Work to complete ▸ From the entries that follow, copy each line in which "tail" appears.

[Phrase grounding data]
↓↓↓
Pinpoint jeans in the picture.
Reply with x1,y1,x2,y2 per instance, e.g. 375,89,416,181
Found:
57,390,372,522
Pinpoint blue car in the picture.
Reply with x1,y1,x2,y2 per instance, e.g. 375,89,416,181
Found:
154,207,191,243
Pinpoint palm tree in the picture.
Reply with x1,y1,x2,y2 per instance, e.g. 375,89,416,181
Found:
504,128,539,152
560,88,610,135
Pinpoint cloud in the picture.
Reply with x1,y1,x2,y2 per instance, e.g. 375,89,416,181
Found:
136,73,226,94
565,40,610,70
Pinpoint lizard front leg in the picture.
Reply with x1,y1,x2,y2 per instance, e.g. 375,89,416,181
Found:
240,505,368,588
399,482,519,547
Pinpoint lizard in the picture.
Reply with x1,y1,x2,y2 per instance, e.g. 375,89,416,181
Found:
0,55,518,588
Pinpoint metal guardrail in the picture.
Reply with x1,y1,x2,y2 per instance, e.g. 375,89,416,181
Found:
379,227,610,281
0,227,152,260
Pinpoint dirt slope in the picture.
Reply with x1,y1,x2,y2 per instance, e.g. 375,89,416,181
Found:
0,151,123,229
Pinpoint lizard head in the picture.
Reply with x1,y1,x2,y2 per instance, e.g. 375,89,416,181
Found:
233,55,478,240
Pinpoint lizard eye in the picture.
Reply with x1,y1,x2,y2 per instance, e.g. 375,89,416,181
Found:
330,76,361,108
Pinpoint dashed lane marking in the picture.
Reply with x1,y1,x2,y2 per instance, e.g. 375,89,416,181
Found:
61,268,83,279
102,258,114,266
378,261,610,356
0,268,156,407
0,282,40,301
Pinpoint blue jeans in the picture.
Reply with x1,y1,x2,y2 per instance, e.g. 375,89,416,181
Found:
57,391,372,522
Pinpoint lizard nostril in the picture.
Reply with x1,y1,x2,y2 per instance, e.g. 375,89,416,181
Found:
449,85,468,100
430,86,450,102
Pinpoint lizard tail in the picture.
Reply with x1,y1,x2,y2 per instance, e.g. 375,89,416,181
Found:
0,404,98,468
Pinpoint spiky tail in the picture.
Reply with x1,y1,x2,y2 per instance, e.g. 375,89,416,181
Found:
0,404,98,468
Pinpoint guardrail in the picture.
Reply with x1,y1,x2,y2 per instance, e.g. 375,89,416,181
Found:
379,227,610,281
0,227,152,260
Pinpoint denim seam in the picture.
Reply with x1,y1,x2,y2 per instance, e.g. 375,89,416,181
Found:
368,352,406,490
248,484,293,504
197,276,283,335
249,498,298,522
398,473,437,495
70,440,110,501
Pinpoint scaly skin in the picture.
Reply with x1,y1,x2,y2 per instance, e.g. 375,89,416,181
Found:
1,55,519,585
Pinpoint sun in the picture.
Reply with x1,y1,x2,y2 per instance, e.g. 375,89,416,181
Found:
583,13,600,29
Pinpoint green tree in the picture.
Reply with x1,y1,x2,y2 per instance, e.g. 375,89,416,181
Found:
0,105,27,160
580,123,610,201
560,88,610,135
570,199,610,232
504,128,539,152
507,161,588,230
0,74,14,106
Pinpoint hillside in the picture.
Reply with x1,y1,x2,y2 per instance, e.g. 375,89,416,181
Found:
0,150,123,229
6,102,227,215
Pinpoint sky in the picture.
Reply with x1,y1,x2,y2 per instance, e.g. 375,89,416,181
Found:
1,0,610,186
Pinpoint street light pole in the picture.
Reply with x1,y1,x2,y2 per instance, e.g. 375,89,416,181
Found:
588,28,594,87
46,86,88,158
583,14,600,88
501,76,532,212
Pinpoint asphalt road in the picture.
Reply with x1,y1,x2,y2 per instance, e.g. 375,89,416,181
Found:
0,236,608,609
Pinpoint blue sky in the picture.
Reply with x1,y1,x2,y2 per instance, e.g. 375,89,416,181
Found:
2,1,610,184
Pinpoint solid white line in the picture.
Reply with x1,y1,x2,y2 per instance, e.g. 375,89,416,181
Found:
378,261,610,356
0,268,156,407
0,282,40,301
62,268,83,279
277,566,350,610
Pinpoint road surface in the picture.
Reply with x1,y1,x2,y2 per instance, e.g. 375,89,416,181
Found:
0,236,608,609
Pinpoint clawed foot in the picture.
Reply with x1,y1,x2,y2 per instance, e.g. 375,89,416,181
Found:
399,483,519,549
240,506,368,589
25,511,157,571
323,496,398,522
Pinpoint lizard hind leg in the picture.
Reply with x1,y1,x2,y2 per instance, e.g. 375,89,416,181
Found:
↑↑↑
The completed task ▸
Pinpoint lizard tail in the picture.
Pinpoint spiky tail in the picture.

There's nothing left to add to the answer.